- SOURCE MATERIAL
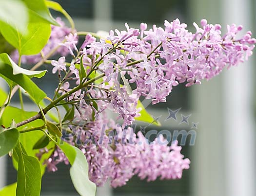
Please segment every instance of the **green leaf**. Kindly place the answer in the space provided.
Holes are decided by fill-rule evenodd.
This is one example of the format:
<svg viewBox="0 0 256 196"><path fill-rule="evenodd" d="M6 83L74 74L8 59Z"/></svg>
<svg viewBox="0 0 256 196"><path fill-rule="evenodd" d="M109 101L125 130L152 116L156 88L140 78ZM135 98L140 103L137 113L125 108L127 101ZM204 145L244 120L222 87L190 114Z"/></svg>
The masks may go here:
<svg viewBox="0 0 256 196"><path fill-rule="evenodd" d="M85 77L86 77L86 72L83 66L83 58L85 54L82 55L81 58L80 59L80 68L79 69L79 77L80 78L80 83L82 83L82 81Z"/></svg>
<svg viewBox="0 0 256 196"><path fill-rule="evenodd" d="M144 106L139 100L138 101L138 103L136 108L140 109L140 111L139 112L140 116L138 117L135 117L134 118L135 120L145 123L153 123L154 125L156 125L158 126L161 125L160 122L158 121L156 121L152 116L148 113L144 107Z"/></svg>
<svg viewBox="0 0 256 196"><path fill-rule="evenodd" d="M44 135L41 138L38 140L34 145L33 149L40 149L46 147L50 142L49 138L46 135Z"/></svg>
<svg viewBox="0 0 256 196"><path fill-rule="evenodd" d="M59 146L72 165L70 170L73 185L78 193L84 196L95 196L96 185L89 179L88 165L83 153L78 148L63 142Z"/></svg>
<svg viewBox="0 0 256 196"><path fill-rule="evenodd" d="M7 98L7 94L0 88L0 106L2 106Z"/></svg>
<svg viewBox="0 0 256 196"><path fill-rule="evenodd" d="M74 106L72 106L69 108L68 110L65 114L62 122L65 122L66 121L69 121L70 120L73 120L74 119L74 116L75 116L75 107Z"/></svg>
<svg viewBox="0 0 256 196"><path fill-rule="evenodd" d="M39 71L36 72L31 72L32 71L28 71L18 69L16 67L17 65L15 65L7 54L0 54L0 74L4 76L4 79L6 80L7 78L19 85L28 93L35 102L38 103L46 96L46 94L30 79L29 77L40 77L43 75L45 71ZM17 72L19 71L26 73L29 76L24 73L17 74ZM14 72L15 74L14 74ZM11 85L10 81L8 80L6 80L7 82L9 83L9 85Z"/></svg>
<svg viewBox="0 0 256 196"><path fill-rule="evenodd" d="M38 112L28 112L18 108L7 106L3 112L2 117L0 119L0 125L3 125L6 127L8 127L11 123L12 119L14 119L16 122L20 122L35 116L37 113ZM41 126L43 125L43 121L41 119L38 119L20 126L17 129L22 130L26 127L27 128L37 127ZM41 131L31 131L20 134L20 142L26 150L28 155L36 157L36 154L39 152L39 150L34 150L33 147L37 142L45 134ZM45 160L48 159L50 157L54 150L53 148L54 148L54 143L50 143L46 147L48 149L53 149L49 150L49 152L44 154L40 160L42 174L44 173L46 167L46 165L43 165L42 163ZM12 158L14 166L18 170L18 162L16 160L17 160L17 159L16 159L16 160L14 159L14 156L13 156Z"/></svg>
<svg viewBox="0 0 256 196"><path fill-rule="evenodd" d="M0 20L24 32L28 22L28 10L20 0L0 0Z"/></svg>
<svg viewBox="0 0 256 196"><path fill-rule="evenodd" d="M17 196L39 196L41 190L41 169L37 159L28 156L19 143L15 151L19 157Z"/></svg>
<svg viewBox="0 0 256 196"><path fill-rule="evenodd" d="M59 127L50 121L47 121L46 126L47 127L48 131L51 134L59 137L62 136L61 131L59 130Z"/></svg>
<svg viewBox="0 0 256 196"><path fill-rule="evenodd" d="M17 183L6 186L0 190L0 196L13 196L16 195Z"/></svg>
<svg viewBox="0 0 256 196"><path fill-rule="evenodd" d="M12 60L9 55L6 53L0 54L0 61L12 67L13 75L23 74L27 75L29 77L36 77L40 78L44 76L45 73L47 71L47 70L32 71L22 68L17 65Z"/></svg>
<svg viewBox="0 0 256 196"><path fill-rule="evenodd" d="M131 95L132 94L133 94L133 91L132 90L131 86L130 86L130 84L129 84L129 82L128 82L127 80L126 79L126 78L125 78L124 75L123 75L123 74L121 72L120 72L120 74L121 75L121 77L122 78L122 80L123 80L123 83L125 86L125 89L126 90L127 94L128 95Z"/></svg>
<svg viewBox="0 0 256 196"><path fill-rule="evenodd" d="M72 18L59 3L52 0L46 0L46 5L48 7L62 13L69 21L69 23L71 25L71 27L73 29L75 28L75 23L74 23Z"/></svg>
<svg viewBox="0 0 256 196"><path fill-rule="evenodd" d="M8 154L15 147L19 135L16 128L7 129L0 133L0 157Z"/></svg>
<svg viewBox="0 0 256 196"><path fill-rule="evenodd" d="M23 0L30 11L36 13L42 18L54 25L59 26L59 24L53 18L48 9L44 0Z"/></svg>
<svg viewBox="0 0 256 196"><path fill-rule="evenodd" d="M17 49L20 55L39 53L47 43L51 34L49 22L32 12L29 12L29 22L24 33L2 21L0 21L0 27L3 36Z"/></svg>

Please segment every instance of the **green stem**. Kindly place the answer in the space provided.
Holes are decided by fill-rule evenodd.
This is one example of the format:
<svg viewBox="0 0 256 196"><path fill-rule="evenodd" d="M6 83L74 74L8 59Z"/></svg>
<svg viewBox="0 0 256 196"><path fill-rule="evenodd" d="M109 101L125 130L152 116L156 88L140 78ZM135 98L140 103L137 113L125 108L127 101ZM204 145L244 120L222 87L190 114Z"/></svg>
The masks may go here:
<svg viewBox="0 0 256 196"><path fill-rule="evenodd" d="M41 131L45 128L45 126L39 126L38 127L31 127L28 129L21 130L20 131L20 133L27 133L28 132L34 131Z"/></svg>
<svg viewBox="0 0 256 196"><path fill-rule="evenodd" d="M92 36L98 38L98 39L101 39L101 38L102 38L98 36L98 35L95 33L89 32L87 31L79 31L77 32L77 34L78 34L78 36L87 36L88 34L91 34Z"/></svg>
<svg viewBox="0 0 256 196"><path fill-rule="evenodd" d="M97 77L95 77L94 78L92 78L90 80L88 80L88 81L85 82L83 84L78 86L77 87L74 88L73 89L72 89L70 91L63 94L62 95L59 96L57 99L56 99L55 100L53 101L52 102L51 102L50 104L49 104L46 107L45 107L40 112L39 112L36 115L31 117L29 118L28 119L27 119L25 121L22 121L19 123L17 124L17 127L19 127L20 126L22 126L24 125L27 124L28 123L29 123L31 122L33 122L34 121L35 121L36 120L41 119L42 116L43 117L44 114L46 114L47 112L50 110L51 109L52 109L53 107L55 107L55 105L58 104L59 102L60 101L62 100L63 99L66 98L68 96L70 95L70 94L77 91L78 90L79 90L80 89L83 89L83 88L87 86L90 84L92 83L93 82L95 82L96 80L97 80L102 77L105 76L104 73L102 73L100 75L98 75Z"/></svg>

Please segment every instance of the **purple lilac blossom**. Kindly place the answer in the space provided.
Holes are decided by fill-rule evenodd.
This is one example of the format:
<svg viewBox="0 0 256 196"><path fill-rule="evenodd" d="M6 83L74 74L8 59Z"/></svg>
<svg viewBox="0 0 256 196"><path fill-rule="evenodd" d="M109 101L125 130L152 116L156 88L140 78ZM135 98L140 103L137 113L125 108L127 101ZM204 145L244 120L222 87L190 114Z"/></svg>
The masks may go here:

- WHAT THIS TASK INVOLVES
Reproduce every row above word for word, with the pictures left out.

- FULL RESPONSE
Please segment every instance of the **green leaf**. Kindly place the answer in the space provided.
Holes are decided by fill-rule evenodd.
This is one example of the format:
<svg viewBox="0 0 256 196"><path fill-rule="evenodd" d="M6 83L74 74L8 59Z"/></svg>
<svg viewBox="0 0 256 196"><path fill-rule="evenodd" d="M109 101L125 130L152 116L156 88L140 78ZM135 98L140 103L137 113L125 108L127 101ZM204 145L244 120L222 87L190 114Z"/></svg>
The masks may go here:
<svg viewBox="0 0 256 196"><path fill-rule="evenodd" d="M85 77L86 77L86 72L83 66L83 58L85 54L82 55L81 58L80 59L80 68L79 69L79 77L80 78L80 83L82 83L82 81Z"/></svg>
<svg viewBox="0 0 256 196"><path fill-rule="evenodd" d="M144 106L139 100L138 101L138 103L136 108L140 109L140 111L139 112L140 116L138 117L135 117L134 118L135 120L145 123L153 123L154 125L156 125L158 126L161 125L160 122L158 121L156 121L152 116L148 113L144 107Z"/></svg>
<svg viewBox="0 0 256 196"><path fill-rule="evenodd" d="M44 135L41 138L38 140L34 145L33 149L40 149L46 147L50 142L49 138L46 135Z"/></svg>
<svg viewBox="0 0 256 196"><path fill-rule="evenodd" d="M59 146L72 165L70 170L73 185L78 193L84 196L95 196L96 185L89 179L88 165L83 153L78 148L63 142Z"/></svg>
<svg viewBox="0 0 256 196"><path fill-rule="evenodd" d="M7 98L7 94L0 88L0 106L2 106Z"/></svg>
<svg viewBox="0 0 256 196"><path fill-rule="evenodd" d="M74 106L72 106L69 108L68 110L65 114L62 122L65 122L66 121L69 121L70 120L73 120L74 119L74 116L75 116L75 107Z"/></svg>
<svg viewBox="0 0 256 196"><path fill-rule="evenodd" d="M39 71L36 72L31 72L32 71L28 71L18 69L16 67L17 65L15 65L7 54L0 54L0 74L4 76L4 79L6 80L7 78L19 85L28 93L35 102L38 103L46 96L46 94L30 79L29 77L40 77L43 75L45 71ZM17 72L19 71L26 73L29 76L24 73L17 74ZM14 72L15 74L14 74ZM11 85L10 81L8 80L6 80L7 82L9 83L9 85Z"/></svg>
<svg viewBox="0 0 256 196"><path fill-rule="evenodd" d="M38 112L28 112L18 108L7 106L3 112L2 117L0 119L0 125L3 125L6 127L8 127L11 123L12 119L14 119L16 122L20 122L35 116L37 113ZM41 126L43 125L43 121L41 119L38 119L20 126L17 129L22 130L26 127L27 128L37 127ZM41 131L31 131L20 134L20 142L26 150L28 155L36 157L36 154L39 152L39 150L34 150L33 147L37 142L45 134ZM45 160L48 159L50 157L54 150L53 148L54 148L54 143L50 143L46 147L48 149L53 149L49 150L49 152L44 154L40 160L42 174L44 173L46 167L46 165L43 165L42 163ZM12 158L14 166L18 170L18 162L16 160L17 160L17 159L16 159L16 160L14 159L14 156L13 156Z"/></svg>
<svg viewBox="0 0 256 196"><path fill-rule="evenodd" d="M0 20L24 32L28 22L28 10L20 0L0 0Z"/></svg>
<svg viewBox="0 0 256 196"><path fill-rule="evenodd" d="M17 196L39 196L41 190L41 169L37 159L28 156L19 143L15 151L19 157Z"/></svg>
<svg viewBox="0 0 256 196"><path fill-rule="evenodd" d="M59 127L50 121L47 121L46 126L47 127L48 131L51 134L59 137L62 136L61 131L59 130Z"/></svg>
<svg viewBox="0 0 256 196"><path fill-rule="evenodd" d="M17 183L6 186L0 190L0 196L13 196L16 195Z"/></svg>
<svg viewBox="0 0 256 196"><path fill-rule="evenodd" d="M12 60L9 55L6 53L0 54L0 61L12 67L13 75L23 74L27 75L29 77L36 77L40 78L44 76L45 73L47 71L47 70L32 71L22 68L17 65Z"/></svg>
<svg viewBox="0 0 256 196"><path fill-rule="evenodd" d="M131 95L132 94L133 94L133 91L132 90L131 86L130 86L130 84L129 84L129 82L128 82L127 80L126 79L126 78L125 78L124 75L123 75L123 74L121 72L120 72L120 74L121 75L121 77L122 78L122 80L123 80L123 83L125 86L125 89L126 90L127 94L128 95Z"/></svg>
<svg viewBox="0 0 256 196"><path fill-rule="evenodd" d="M72 18L59 3L52 0L46 0L46 5L48 7L62 13L69 21L69 23L71 25L71 27L73 29L75 28L75 23L74 23Z"/></svg>
<svg viewBox="0 0 256 196"><path fill-rule="evenodd" d="M8 154L15 147L19 135L16 128L7 129L0 133L0 157Z"/></svg>
<svg viewBox="0 0 256 196"><path fill-rule="evenodd" d="M23 0L30 11L36 13L42 18L54 25L59 26L59 24L53 18L48 9L44 0Z"/></svg>
<svg viewBox="0 0 256 196"><path fill-rule="evenodd" d="M17 49L20 55L39 53L47 43L51 34L49 22L32 12L29 12L29 22L24 33L2 21L0 21L0 27L3 36Z"/></svg>

Please segment every instance of the **green stem**. Kindly place the answer in the space provided.
Holes are decided by fill-rule evenodd.
This is one example of the format:
<svg viewBox="0 0 256 196"><path fill-rule="evenodd" d="M6 83L74 74L8 59Z"/></svg>
<svg viewBox="0 0 256 196"><path fill-rule="evenodd" d="M109 101L125 130L152 116L156 88L140 78ZM135 98L140 103L137 113L125 108L127 101ZM204 145L244 120L222 87L190 114Z"/></svg>
The masks may go here:
<svg viewBox="0 0 256 196"><path fill-rule="evenodd" d="M41 131L45 128L45 126L39 126L38 127L31 127L28 129L21 130L20 131L20 133L27 133L28 132L34 131Z"/></svg>
<svg viewBox="0 0 256 196"><path fill-rule="evenodd" d="M92 36L98 38L98 39L101 39L101 38L102 38L98 36L98 35L95 33L89 32L87 31L79 31L77 32L77 34L78 34L78 36L87 36L88 34L91 34Z"/></svg>
<svg viewBox="0 0 256 196"><path fill-rule="evenodd" d="M97 77L95 77L94 78L92 78L90 80L88 80L88 81L85 82L83 84L78 86L77 87L74 88L73 89L72 89L70 91L63 94L62 95L59 96L57 99L56 99L55 100L53 101L52 102L51 102L50 104L49 104L46 107L45 107L40 112L39 112L36 115L31 117L29 118L28 119L27 119L25 121L22 121L19 123L17 124L17 127L19 127L20 126L22 126L24 125L27 124L28 123L29 123L31 122L33 122L34 121L35 121L36 120L41 119L42 116L43 117L44 114L46 114L47 112L50 110L51 109L52 109L53 107L55 107L55 105L58 104L59 102L60 101L62 100L63 99L66 98L68 96L70 95L70 94L77 91L78 90L79 90L80 89L83 89L83 88L87 86L90 84L92 83L93 82L95 82L96 80L97 80L102 77L105 76L104 73L102 73L100 75L98 75Z"/></svg>

Please segment every instance of the **purple lilac blossom**. Kindly place the answer in the space provided.
Holes are decided by fill-rule evenodd.
This is one example of the format:
<svg viewBox="0 0 256 196"><path fill-rule="evenodd" d="M6 83L74 74L8 59Z"/></svg>
<svg viewBox="0 0 256 196"><path fill-rule="evenodd" d="M109 101L125 130L152 116L156 88L140 78ZM135 98L140 103L137 113L125 108L127 101ZM204 145L244 120L222 87L190 114Z"/></svg>
The masks may go here:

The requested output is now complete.